## WORK REQUIRED
Using the records that appear below, write out exactly the lines from the one with "formatted like (432,37)" through the one with "formatted like (87,430)", keeping both end lines.

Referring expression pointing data
· · ·

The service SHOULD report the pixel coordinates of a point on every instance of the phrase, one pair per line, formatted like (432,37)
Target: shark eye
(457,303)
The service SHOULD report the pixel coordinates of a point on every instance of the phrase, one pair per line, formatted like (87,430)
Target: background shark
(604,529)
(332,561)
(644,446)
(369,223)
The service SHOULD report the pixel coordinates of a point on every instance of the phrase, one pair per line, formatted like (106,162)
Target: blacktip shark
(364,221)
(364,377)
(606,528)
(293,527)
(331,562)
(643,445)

· · ·

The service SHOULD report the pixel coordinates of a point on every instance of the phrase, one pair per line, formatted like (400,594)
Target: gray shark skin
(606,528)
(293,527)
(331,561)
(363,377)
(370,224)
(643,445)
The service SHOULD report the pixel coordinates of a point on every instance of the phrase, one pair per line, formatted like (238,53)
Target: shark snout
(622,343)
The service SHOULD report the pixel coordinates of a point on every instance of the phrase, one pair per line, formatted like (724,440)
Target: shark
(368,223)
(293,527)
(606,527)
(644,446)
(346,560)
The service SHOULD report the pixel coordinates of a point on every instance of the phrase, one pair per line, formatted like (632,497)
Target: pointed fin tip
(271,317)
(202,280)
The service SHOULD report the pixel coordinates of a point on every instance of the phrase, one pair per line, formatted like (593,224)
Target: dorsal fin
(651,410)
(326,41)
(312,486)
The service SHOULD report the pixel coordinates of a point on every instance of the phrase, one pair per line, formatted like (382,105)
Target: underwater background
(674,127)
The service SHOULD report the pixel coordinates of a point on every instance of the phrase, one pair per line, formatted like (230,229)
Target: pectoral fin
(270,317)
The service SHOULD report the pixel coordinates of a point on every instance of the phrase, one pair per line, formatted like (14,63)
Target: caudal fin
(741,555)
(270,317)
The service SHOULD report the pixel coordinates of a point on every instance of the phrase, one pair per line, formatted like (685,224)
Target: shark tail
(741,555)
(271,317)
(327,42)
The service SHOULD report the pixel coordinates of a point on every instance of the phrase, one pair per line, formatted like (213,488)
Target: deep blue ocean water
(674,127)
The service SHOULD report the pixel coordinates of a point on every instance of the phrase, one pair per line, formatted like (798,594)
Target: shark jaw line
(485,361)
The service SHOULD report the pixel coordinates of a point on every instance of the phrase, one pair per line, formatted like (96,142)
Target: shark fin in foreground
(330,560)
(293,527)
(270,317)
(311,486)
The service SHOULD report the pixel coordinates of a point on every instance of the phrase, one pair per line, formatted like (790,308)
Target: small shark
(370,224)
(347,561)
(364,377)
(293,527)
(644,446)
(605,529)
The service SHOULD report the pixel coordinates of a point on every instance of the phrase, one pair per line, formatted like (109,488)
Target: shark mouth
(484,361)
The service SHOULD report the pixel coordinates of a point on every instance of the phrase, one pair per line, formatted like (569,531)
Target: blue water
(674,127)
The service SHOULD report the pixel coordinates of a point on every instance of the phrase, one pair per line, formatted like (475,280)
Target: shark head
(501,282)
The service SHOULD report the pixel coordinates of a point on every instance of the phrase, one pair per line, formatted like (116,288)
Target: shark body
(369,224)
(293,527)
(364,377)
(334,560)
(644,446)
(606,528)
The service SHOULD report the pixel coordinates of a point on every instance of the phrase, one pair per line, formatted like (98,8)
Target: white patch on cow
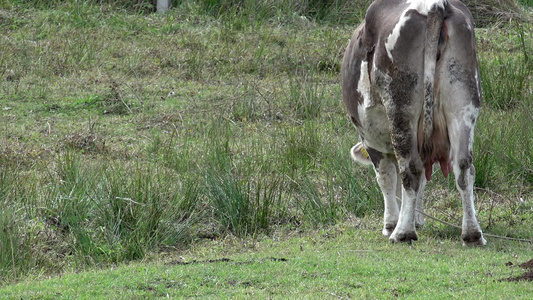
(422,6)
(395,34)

· · ·

## RESPONSE FOR THIS EXERCISE
The service SHOULD report the pixel coordinates of a point on every instance of the phrase, one pair per line, formatted like (432,37)
Target: shark eye
(457,303)
The service SHOULD report the pixel coordinates of a point on every instance of the phrase, one pair per line, formatted like (87,430)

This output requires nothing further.